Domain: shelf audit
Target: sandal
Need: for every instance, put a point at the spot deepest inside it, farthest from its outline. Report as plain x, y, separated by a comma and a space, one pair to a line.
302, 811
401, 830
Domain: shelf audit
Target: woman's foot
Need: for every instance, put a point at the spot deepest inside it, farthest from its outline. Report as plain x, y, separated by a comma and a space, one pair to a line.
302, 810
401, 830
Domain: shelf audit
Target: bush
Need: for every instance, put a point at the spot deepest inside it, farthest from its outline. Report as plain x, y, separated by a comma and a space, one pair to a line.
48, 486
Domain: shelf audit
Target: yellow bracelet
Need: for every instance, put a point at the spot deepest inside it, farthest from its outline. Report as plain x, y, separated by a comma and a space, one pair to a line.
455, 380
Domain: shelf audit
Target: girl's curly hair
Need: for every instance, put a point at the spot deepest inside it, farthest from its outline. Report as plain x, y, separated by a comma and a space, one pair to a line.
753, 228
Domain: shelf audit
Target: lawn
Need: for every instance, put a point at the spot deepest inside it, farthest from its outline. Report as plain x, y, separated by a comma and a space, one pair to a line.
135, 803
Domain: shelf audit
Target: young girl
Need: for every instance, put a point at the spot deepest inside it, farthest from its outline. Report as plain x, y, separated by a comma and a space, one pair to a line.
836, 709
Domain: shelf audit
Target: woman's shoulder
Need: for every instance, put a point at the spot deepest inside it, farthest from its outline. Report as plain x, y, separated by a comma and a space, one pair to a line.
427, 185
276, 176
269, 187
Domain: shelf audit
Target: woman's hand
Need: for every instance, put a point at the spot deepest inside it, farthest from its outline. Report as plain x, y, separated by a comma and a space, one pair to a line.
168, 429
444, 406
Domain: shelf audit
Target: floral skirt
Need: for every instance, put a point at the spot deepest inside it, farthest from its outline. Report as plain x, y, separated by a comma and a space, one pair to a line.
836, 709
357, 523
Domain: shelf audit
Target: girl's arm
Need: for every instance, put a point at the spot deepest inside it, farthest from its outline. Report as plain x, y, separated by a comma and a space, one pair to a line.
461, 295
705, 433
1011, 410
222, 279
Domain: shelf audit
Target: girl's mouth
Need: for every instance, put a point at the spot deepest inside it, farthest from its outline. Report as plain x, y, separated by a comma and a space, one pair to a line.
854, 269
**********
*Aim:*
Locate every line in the material above that contains the word "Target" and copy each of those lines. Case counts, so only matches with identical capitalization qualify.

*Reply:*
Target: sandal
Target: woman's foot
Target: bush
Target: yellow bracelet
Target: girl's curly hair
Target: lawn
Target: young girl
Target: woman's shoulder
Target: woman's hand
Target: floral skirt
Target: girl's arm
Target: girl's mouth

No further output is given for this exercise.